-- Instruction 1 --
In the passage on Hungarian wine, what handled all wine sales and distribution before 1989?
-- Instruction 2 --
Copy the passage on Hungarian wine word for word, everything from "Like all wine-producing" down to "regarded as subversive.".

-- Reading passage --
====================

Hungary

Like all wine-producing countries in Eastern Europe (and there are many), Hungary is still in the throes of restructuring its wine business in the post-communist era. Until 1989 wine was viewed as simply a commodity like grain or potatoes to be supplied, according to long-term economic plans, to Hungarians and, particularly, Russians. The state monopoly handled all wine sales and distribution and, although much of the vineyard land remained in private hands, many vines were planted in unsuitable areas. Quantity was the priority. Quality was regarded as subversive.

Today, Hungary's vine-growers and wine-makers are trying to grapple with a completely new system. The Russian market has evaporated, the domestic market is embryonic, and export markets have never been so competitive. All things considered, Hungarian wine is not doing too badly.

====================

-- Excerpted records --

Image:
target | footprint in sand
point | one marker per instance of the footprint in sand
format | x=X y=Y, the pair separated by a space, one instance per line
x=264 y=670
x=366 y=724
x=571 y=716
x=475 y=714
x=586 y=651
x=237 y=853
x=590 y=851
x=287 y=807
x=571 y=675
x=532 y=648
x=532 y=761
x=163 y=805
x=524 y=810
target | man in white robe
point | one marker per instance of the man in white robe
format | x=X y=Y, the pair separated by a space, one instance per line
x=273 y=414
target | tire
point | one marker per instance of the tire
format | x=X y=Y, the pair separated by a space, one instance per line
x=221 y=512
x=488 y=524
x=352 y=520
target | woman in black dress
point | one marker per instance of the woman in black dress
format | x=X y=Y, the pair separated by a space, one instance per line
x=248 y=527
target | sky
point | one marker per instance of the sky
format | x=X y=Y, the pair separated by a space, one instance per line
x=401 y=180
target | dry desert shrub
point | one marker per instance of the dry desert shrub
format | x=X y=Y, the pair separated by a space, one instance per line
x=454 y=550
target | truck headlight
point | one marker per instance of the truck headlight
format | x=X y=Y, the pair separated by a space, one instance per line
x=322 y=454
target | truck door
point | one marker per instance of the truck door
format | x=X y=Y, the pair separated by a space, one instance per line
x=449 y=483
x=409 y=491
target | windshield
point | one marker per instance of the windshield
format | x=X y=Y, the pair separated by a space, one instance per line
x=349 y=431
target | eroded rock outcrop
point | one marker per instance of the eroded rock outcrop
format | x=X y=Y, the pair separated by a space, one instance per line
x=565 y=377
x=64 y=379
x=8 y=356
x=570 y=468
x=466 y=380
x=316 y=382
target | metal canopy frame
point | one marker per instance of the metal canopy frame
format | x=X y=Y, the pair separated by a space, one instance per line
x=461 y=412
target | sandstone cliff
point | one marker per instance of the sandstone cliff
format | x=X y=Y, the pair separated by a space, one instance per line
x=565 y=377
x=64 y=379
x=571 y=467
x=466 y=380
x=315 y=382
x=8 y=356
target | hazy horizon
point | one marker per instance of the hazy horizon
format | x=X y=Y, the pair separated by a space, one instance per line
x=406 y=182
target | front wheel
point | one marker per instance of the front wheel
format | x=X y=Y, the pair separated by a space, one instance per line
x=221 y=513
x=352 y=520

====================

-- Worked answer 1 --
The state monopoly handled all wine sales and distribution.

-- Worked answer 2 --
Like all wine-producing countries in Eastern Europe (and there are many), Hungary is still in the throes of restructuring its wine business in the post-communist era. Until 1989 wine was viewed as simply a commodity like grain or potatoes to be supplied, according to long-term economic plans, to Hungarians and, particularly, Russians. The state monopoly handled all wine sales and distribution and, although much of the vineyard land remained in private hands, many vines were planted in unsuitable areas. Quantity was the priority. Quality was regarded as subversive.